#### 本文
------------------------------------

アッパー・ダラムサラ=マクロードガンジのメイン・テンプル(ツクラカン=Tsuglhakhang)はバス停の広場からTempleRoadを下った突き当たりにある。このあたりはツクラカンのほかにダライラマのパレスや元々ポタラ宮殿内にあったダライラマ直属のナムギャル僧院があり、テクチェン・チューリンと呼ばれている。
ナムギャル僧院が経営しているレストラン(2階はコンピュータセンター)の前にバイクを停め、歩いてツクラカンに入っていった。
路地のような通路を通っていくと、仏教関係の本や儀式で使う小物、高僧のブロマイドなどを売っている店があり、その奥の階段を上ると、ツクラカンのバルコニーに出た。

------------------------------------

#### 指示
1. 本文について次の問いに答えてください。
(a) ツクラカンはバス停の広場からどの道を下った突き当たりにありますか。
(b) バイクはどこの前に停めましたか。
(c) 店の奥の階段を上ると、どこに出ましたか。
2. 本文のうち「アッパー・ダラムサラ=マクロ」を含む語句で始まり「ギャル僧院があり、テクチェン・チューリンと呼ばれている。」で終わる部分を、「突き当たり」を「手前」に入れ替えて書き直してください。

#### 元データ
------------------------------------

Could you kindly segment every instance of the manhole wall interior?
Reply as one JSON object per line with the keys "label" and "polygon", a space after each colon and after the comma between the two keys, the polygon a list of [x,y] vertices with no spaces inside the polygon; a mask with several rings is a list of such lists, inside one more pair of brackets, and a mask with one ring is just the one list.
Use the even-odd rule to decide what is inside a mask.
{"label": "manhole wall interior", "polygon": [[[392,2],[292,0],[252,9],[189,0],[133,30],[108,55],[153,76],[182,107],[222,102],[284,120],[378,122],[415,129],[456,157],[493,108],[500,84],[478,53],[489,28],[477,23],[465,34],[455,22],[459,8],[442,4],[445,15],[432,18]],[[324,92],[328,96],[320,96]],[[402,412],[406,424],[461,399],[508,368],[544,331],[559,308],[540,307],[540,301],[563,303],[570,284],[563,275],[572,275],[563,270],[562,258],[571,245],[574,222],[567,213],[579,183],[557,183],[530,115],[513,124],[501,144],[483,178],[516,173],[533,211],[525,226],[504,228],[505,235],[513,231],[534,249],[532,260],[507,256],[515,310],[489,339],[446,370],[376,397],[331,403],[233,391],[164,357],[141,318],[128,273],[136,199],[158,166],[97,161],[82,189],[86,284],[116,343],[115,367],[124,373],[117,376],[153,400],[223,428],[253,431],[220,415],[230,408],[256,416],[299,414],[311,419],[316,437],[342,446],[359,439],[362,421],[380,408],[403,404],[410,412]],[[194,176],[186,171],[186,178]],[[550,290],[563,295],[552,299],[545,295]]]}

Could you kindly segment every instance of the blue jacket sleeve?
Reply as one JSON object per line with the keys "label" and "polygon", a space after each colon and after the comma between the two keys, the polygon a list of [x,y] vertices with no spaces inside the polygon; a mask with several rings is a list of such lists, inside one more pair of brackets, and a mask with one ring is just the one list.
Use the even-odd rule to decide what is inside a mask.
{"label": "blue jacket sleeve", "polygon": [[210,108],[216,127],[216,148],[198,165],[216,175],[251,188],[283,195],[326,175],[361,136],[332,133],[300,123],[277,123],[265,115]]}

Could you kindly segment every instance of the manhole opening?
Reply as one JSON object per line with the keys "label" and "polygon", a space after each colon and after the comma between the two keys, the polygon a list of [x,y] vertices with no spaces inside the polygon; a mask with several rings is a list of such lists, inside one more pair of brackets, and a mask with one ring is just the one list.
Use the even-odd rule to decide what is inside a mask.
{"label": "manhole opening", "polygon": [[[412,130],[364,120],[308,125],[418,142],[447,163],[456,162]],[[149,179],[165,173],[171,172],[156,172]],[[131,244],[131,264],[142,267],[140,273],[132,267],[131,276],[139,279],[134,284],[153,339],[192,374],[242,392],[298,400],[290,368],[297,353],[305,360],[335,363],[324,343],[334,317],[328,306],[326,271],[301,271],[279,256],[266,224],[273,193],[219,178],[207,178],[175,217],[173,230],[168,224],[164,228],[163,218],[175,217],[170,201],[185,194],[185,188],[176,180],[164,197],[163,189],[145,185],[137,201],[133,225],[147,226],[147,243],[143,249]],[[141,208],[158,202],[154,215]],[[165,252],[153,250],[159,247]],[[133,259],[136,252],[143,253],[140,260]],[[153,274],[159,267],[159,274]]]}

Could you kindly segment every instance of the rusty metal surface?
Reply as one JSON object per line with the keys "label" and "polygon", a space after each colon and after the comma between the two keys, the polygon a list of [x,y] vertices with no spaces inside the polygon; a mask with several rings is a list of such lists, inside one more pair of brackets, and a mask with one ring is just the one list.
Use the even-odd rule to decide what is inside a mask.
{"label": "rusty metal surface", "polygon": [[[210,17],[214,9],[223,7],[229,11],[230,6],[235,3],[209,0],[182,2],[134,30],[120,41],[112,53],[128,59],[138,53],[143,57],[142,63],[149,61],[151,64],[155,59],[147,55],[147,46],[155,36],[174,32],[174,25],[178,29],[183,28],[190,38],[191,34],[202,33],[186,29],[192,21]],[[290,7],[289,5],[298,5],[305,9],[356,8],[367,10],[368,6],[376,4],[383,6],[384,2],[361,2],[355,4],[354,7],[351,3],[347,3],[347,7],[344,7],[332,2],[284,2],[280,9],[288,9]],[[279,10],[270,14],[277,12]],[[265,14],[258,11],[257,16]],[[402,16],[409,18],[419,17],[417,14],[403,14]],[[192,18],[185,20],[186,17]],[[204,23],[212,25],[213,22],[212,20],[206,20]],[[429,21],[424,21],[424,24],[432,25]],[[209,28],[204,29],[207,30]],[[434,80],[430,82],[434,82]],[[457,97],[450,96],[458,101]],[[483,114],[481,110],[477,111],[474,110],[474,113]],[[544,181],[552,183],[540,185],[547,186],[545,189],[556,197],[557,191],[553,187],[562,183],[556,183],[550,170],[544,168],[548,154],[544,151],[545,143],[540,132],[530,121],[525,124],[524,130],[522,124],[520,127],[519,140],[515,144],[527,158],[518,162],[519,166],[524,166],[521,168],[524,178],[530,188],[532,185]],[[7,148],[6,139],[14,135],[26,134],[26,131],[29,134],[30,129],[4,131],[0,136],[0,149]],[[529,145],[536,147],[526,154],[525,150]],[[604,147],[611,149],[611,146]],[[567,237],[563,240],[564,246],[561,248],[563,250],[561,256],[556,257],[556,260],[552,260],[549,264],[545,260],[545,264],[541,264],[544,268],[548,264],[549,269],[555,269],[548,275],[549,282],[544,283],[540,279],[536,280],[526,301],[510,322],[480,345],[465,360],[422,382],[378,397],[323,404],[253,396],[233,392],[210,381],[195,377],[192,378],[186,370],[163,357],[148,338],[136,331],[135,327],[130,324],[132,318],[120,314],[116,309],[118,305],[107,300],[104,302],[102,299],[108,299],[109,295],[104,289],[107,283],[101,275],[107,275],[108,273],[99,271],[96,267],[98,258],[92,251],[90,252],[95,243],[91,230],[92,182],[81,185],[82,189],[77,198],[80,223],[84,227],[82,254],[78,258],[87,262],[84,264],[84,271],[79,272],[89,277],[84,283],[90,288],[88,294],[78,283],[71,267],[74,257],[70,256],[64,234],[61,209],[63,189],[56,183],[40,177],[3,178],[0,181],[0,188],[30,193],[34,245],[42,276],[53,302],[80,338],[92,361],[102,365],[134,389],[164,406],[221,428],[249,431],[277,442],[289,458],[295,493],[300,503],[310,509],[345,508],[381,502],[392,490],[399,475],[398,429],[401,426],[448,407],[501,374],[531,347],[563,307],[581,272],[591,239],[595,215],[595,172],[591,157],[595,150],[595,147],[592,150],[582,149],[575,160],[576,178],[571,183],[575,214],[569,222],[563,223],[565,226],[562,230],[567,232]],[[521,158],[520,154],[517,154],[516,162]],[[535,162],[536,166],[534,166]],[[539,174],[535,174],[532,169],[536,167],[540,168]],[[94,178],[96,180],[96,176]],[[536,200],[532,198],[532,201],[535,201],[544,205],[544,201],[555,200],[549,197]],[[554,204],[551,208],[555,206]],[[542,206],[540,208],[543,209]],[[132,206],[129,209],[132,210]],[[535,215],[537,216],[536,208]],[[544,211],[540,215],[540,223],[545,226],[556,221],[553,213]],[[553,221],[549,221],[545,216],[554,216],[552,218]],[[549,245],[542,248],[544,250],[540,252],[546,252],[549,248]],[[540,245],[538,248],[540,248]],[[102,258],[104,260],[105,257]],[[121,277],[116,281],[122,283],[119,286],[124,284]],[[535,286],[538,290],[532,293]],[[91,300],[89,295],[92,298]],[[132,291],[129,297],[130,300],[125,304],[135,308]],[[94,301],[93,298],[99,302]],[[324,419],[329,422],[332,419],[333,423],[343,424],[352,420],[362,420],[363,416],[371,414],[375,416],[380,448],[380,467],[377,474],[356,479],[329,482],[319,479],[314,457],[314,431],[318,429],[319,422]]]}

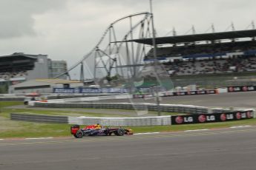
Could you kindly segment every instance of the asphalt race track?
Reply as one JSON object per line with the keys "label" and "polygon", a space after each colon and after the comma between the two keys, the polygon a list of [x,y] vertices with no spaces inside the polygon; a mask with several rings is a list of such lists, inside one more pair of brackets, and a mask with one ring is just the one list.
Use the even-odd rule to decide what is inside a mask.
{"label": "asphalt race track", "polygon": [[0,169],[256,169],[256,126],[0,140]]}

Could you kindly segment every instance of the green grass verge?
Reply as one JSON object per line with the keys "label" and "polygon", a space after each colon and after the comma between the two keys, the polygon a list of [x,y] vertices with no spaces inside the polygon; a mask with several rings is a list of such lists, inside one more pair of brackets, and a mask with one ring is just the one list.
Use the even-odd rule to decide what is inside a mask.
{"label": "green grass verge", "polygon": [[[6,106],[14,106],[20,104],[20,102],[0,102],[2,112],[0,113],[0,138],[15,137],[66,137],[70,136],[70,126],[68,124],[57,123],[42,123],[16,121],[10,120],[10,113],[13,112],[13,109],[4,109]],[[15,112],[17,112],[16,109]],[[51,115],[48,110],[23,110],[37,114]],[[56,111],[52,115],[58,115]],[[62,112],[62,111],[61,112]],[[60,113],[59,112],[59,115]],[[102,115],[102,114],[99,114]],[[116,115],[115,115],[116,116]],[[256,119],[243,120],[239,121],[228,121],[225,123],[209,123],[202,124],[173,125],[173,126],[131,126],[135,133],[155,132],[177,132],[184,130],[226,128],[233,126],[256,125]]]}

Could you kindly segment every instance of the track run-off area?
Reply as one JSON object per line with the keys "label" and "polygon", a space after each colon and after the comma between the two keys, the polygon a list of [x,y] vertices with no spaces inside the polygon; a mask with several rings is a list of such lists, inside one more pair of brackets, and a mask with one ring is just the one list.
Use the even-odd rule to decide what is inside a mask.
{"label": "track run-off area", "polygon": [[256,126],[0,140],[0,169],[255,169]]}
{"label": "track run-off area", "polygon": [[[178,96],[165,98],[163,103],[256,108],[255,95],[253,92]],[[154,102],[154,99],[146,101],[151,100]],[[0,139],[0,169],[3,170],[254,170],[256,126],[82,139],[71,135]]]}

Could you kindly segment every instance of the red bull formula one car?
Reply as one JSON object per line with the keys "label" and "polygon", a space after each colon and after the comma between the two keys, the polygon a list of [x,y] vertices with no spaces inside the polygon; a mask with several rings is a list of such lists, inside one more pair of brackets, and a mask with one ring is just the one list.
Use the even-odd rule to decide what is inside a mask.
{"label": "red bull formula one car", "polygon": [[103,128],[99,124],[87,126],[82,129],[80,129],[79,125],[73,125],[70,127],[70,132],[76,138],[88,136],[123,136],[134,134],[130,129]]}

------------------------------------

#### 各課題の回答
1.
(a) TempleRoad
(b) ナムギャル僧院が経営しているレストランの前
(c) ツクラカンのバルコニー

2.
アッパー・ダラムサラ=マクロードガンジのメイン・テンプル(ツクラカン=Tsuglhakhang)はバス停の広場からTempleRoadを下った手前にある。このあたりはツクラカンのほかにダライラマのパレスや元々ポタラ宮殿内にあったダライラマ直属のナムギャル僧院があり、テクチェン・チューリンと呼ばれている。